### Aim
Reproduce the listing below verbatim.

### Task inputs
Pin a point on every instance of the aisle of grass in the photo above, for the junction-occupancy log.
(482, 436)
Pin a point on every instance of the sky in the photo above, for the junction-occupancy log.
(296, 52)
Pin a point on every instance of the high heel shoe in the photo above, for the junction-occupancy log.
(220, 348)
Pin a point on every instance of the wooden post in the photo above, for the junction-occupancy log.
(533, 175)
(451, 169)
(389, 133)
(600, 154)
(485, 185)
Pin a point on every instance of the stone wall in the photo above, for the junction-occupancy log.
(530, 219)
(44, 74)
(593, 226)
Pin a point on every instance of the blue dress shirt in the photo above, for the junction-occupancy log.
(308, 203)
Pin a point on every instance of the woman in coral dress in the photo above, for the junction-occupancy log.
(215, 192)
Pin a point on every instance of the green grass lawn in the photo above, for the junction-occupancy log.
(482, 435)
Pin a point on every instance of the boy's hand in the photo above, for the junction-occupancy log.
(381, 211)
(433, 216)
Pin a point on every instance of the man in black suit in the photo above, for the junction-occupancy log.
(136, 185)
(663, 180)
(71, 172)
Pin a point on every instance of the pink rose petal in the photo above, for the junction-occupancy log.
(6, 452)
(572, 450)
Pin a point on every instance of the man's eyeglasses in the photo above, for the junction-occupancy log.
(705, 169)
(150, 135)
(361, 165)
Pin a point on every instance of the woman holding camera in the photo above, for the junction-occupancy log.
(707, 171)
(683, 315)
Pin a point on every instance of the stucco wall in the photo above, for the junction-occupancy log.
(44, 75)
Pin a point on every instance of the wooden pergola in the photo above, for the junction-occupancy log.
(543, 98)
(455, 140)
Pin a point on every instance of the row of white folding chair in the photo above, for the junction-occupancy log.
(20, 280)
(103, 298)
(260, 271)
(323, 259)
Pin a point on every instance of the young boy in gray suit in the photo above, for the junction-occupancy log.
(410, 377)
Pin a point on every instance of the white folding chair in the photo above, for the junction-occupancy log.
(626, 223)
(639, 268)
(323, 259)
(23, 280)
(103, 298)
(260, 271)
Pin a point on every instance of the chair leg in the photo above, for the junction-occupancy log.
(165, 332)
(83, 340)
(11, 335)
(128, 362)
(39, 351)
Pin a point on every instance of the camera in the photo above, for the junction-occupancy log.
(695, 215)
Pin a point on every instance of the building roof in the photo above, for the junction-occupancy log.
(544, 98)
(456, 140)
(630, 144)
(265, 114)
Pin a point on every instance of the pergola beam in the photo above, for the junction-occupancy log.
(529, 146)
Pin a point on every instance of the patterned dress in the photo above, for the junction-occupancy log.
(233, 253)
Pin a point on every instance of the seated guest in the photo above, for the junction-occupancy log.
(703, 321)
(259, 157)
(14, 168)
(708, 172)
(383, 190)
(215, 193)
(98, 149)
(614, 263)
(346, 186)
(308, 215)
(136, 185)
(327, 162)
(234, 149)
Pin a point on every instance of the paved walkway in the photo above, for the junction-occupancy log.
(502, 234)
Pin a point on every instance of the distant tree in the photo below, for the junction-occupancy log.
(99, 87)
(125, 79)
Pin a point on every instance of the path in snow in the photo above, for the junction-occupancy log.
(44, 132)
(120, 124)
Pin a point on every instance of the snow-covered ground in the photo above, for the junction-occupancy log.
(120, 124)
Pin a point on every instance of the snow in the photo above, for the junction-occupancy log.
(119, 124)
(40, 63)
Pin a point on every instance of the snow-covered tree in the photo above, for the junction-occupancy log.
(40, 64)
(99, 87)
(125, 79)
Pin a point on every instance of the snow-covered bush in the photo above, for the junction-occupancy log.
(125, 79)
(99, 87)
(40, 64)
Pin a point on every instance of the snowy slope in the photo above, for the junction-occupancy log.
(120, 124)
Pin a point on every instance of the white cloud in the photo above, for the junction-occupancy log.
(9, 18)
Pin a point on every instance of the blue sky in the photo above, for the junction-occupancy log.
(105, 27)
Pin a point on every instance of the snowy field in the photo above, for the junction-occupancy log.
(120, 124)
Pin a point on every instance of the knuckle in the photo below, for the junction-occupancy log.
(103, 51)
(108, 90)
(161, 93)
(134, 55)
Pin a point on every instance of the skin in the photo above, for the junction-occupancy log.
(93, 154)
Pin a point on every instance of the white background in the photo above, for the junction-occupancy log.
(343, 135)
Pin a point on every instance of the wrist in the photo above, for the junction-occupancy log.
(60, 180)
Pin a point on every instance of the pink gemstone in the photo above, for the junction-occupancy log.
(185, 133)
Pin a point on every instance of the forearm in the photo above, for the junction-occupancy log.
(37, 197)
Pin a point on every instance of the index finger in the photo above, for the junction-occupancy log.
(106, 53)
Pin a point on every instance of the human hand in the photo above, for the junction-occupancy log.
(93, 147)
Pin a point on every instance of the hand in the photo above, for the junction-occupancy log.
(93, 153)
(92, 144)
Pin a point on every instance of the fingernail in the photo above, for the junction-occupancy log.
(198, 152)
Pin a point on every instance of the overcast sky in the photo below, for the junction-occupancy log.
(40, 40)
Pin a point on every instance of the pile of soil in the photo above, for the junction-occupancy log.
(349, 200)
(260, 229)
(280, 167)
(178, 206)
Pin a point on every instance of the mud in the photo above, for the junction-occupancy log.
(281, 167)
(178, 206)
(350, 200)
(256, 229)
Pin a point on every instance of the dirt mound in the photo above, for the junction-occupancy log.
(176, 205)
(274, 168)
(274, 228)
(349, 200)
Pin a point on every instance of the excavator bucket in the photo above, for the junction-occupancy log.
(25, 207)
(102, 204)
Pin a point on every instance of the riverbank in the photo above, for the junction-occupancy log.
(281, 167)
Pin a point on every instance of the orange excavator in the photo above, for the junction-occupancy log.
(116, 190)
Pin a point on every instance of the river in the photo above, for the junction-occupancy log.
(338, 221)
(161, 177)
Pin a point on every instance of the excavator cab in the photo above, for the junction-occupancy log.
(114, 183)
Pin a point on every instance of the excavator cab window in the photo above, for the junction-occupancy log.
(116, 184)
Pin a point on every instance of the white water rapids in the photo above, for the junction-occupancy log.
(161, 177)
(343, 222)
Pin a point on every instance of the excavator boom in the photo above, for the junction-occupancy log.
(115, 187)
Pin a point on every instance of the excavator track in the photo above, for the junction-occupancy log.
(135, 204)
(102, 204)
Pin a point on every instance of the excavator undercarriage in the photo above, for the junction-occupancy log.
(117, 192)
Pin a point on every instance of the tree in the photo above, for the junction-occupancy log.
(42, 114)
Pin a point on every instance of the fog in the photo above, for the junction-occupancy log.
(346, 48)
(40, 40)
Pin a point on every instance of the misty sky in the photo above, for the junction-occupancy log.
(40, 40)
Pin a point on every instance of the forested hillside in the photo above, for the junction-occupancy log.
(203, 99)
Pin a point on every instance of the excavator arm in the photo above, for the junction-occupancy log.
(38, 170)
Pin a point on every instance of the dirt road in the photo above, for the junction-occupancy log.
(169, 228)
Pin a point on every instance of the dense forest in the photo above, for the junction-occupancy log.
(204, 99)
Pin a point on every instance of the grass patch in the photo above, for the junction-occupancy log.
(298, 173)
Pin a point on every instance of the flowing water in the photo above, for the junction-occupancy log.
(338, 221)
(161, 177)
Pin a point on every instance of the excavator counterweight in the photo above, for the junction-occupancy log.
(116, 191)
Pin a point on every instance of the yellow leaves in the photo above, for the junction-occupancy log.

### Answer for the task
Pin a point on every instance of the aisle of grass in the photo above, for the junction-occupancy log.
(482, 436)
Pin a point on every instance of the sky in the photo above, for the junction-occupancy log.
(296, 52)
Pin a point on every instance of the high heel shoe in the photo above, for the junction-occupancy log.
(220, 348)
Pin a point on every instance of the wooden post in the photo above, for the junction-occupancy log.
(533, 175)
(451, 169)
(389, 133)
(600, 154)
(485, 185)
Pin a point on every instance of the stone wall in the photo above, for the junction-occupancy log.
(530, 219)
(44, 74)
(593, 226)
Pin a point on every instance of the blue dress shirt in the photo above, for the junction-occupancy log.
(308, 203)
Pin a point on every instance of the woman in coral dress in the photo above, for the junction-occupancy log.
(215, 192)
Pin a point on every instance of the green grass lawn in the photo above, for the junction-occupancy log.
(482, 435)
Pin a point on every instance of the boy's hand in the photo above, for the junction-occupancy log.
(381, 211)
(433, 216)
Pin a point on every instance of the man in black suit in the photo above, for the junction-occupancy log.
(136, 185)
(663, 180)
(71, 172)
Pin a point on every instance of the pink rose petal in the photo above, for the junction-occupancy log.
(6, 452)
(572, 450)
Pin a point on every instance of the man's eyeglasses in the photo above, for the junction-occupancy log.
(705, 169)
(150, 135)
(361, 165)
Pin a point on every instance of the woman holding camera in the photo above, for the junction-occupancy log.
(707, 171)
(683, 315)
Pin a point on every instance of the stucco wall in the photo above, for the junction-occupancy log.
(44, 75)
Pin a point on every instance of the wooden pergola in the photo above, for the junction-occupancy log.
(543, 98)
(455, 140)
Pin a point on every instance of the row of white folding chair in the photo above, for the junction-occupancy log.
(20, 280)
(103, 298)
(260, 271)
(323, 259)
Pin a point on every instance of the young boy in gray suit in the photo above, for the junction-occupancy log.
(410, 377)
Pin a point on every instance of the white folding chair in the photo above, for the junction-occupancy log.
(626, 223)
(639, 268)
(323, 259)
(23, 280)
(103, 298)
(260, 271)
Pin a point on every instance of the chair leg in the photo above, for the junction-occupancy log.
(165, 332)
(83, 340)
(11, 335)
(128, 362)
(39, 351)
Pin a point on every instance of the camera in the photo above, for the junction-occupancy log.
(695, 215)
Pin a point on every instance of the building roof in the photo above, for the junction-occupancy log.
(544, 98)
(456, 140)
(630, 144)
(265, 114)
Pin a point on every instance of the pergola beam in the photo above, for the junction-occupancy log.
(529, 146)
Pin a point on every instance of the patterned dress in the photo above, for the junction-occupancy log.
(233, 253)
Pin a point on every instance of the seated guest in the photo above, for the junction-occupancy log.
(703, 321)
(259, 157)
(14, 168)
(708, 172)
(383, 190)
(215, 193)
(98, 149)
(614, 263)
(346, 186)
(308, 215)
(136, 185)
(327, 162)
(234, 149)
Pin a point on every instance of the paved walkway in the photo above, for the junction-occupancy log.
(502, 234)
Pin a point on every instance of the distant tree in the photo below, for the junction-occupancy log.
(99, 87)
(125, 79)
Pin a point on every instance of the path in snow in the photo above, for the junction-occupancy log.
(44, 132)
(120, 124)
Pin a point on every instance of the snow-covered ground in the photo above, for the junction-occupancy log.
(120, 124)
Pin a point on every instance of the snow in the photo above, for the junction-occupancy log.
(119, 124)
(40, 63)
Pin a point on every instance of the snow-covered tree in the photo above, for the junction-occupancy log.
(40, 64)
(99, 87)
(125, 79)
Pin a point on every instance of the snow-covered bush in the photo above, for the junction-occupancy log.
(125, 79)
(99, 87)
(40, 64)
Pin a point on every instance of the snowy slope in the photo above, for the junction-occupancy log.
(120, 124)
Pin a point on every instance of the white cloud in the photo above, for the junction-occupancy log.
(9, 18)
Pin a point on every instance of the blue sky in the photo above, for the junction-occupancy log.
(105, 27)
Pin a point on every instance of the snowy field in the photo above, for the junction-occupancy log.
(120, 124)
Pin a point on every instance of the knuckle in the photo below, for the junction-occupancy log.
(103, 51)
(108, 90)
(161, 93)
(134, 55)
Pin a point on every instance of the skin in the photo above, for the junction-occupancy log.
(93, 154)
Pin a point on every instance of the white background in the photo above, for the junction-occupancy log.
(343, 135)
Pin a point on every instance of the wrist in the photo above, for the junction-occupancy log.
(60, 180)
Pin a point on every instance of the pink gemstone in the photo above, for the junction-occupancy log.
(185, 133)
Pin a point on every instance of the forearm in the photo above, for the junction-occupancy log.
(37, 197)
Pin a point on every instance of the index finger in the photo above, for the junction-occupancy log.
(106, 53)
Pin a point on every instance of the human hand in the photo above, for the junction-occupancy log.
(93, 147)
Pin a point on every instance of the hand in the photo above, for the junction-occupancy log.
(93, 153)
(92, 144)
Pin a point on every instance of the fingernail in the photo above, for the junction-occupancy log.
(198, 152)
Pin a point on every instance of the overcast sky in the photo below, for the junction-occupancy log.
(40, 40)
Pin a point on every instance of the pile of soil in the photo above, for the junction-occupancy log.
(349, 200)
(260, 229)
(280, 167)
(178, 206)
Pin a point on every instance of the mud in the photo above, for the junction-occupancy log.
(281, 167)
(178, 206)
(350, 200)
(256, 229)
Pin a point on every instance of the dirt mound in the photo above, for the junction-occupancy log.
(176, 205)
(274, 168)
(274, 228)
(349, 200)
Pin a point on every instance of the excavator bucket in the photo above, for the junction-occupancy log.
(25, 207)
(102, 204)
Pin a point on every instance of the riverbank in the photo above, for the junction-occupancy log.
(281, 167)
Pin a point on every instance of the orange excavator in the photo above, for the junction-occupancy log.
(116, 190)
Pin a point on every instance of the river in the photo above, for the junction-occupancy log.
(338, 221)
(161, 177)
Pin a point on every instance of the excavator cab in the photo above, for the junction-occupancy log.
(114, 183)
Pin a point on every instance of the excavator cab window in the photo above, for the junction-occupancy log.
(116, 184)
Pin a point on every instance of the white water rapids in the photo above, for the junction-occupancy log.
(161, 177)
(343, 222)
Pin a point on every instance of the excavator boom in the photo above, for the junction-occupancy log.
(115, 187)
Pin a point on every instance of the excavator track in the photo above, for the junction-occupancy log.
(135, 204)
(102, 204)
Pin a point on every instance of the excavator undercarriage in the photo above, for the junction-occupancy log.
(117, 192)
Pin a point on every instance of the tree in the photo above, for the junction-occupancy log.
(42, 114)
Pin a point on every instance of the fog in the photo above, for the junction-occupancy log.
(346, 48)
(40, 40)
Pin a point on every instance of the misty sky in the photo above, for the junction-occupancy log.
(40, 40)
Pin a point on every instance of the forested hillside in the photo above, for the junction-occupancy log.
(203, 99)
Pin a point on every instance of the excavator arm in the photo above, for the junction-occupancy log.
(38, 170)
Pin a point on every instance of the dirt road in the photo above, for the junction-occupancy log.
(169, 228)
Pin a point on every instance of the dense forest in the photo above, for the junction-occupancy log.
(204, 99)
Pin a point on every instance of the grass patch in the photo above, for the junction-occupancy log.
(298, 173)
Pin a point on every instance of the flowing water in the photo above, for the junction-occupancy log.
(338, 221)
(161, 177)
Pin a point on every instance of the excavator counterweight in the photo above, for the junction-occupancy log.
(116, 191)
Pin a point on every instance of the yellow leaves in the photo above, for the junction-occupancy log.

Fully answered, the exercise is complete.